[Extracted records]
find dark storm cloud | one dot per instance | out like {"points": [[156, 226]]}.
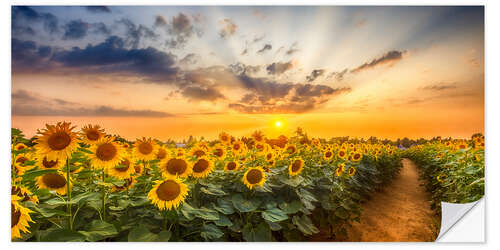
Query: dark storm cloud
{"points": [[265, 48], [98, 9], [229, 28], [100, 28], [389, 57], [75, 29], [315, 74], [134, 33], [25, 103], [112, 57], [23, 17], [440, 86], [279, 68]]}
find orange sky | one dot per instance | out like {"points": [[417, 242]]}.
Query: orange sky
{"points": [[334, 71]]}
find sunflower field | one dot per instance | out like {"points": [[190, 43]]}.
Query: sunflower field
{"points": [[86, 185], [453, 170]]}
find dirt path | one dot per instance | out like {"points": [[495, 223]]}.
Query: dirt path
{"points": [[400, 212]]}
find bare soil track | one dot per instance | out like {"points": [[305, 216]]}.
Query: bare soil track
{"points": [[399, 212]]}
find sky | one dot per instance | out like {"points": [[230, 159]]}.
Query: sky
{"points": [[175, 71]]}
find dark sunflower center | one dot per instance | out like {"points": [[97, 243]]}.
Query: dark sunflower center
{"points": [[59, 141], [106, 151], [296, 165], [218, 152], [16, 215], [22, 160], [254, 176], [49, 164], [54, 181], [92, 135], [137, 169], [124, 166], [168, 190], [231, 165], [162, 153], [199, 153], [176, 166], [145, 148], [200, 166]]}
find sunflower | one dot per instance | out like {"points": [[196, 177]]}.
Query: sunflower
{"points": [[342, 153], [232, 166], [356, 157], [352, 171], [253, 177], [162, 153], [219, 152], [20, 218], [327, 155], [91, 134], [290, 149], [462, 145], [46, 164], [197, 152], [20, 146], [122, 170], [258, 136], [238, 147], [340, 169], [21, 163], [106, 153], [139, 168], [168, 194], [53, 181], [441, 177], [269, 156], [56, 141], [176, 167], [202, 167], [296, 166], [128, 184], [145, 149], [225, 138], [24, 194]]}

Stated task ▸
Rewrite every line of the material starting at the line that contains "find bare soil" and ending at the end of the material, requests included, multiplying each point coordinate in the answers by 1.6 and rounding to whole numbers, with halves rounded up. Leave all numbers in the requests and their format samples unchanged.

Task result ▸
find bare soil track | one dot per instance | out like {"points": [[305, 216]]}.
Query: bare soil track
{"points": [[638, 339]]}
find sky | one dot per instance | out like {"points": [[230, 159]]}.
Query: sky
{"points": [[280, 114]]}
find dark sunflower center | one dot per instance | out like {"points": [[97, 243]]}.
Query: dark sunflower center
{"points": [[94, 226], [170, 242], [474, 264], [349, 243], [26, 344], [35, 256], [406, 282], [78, 262], [86, 290], [147, 216], [219, 270], [198, 266], [269, 304], [370, 264], [259, 245], [318, 245], [282, 266], [232, 237], [320, 266]]}
find sunflower | one dot per instance | out like {"points": [[196, 177]]}.
Query: sunflower
{"points": [[547, 245], [371, 266], [570, 251], [563, 274], [405, 283], [259, 245], [350, 243], [32, 349], [523, 248], [146, 214], [464, 238], [739, 232], [74, 262], [315, 243], [32, 234], [195, 272], [413, 218], [381, 235], [544, 270], [34, 261], [170, 245], [222, 269], [269, 310], [85, 290], [706, 283], [430, 250], [90, 226], [282, 267], [323, 267], [474, 266], [205, 294], [232, 238], [360, 221], [38, 310]]}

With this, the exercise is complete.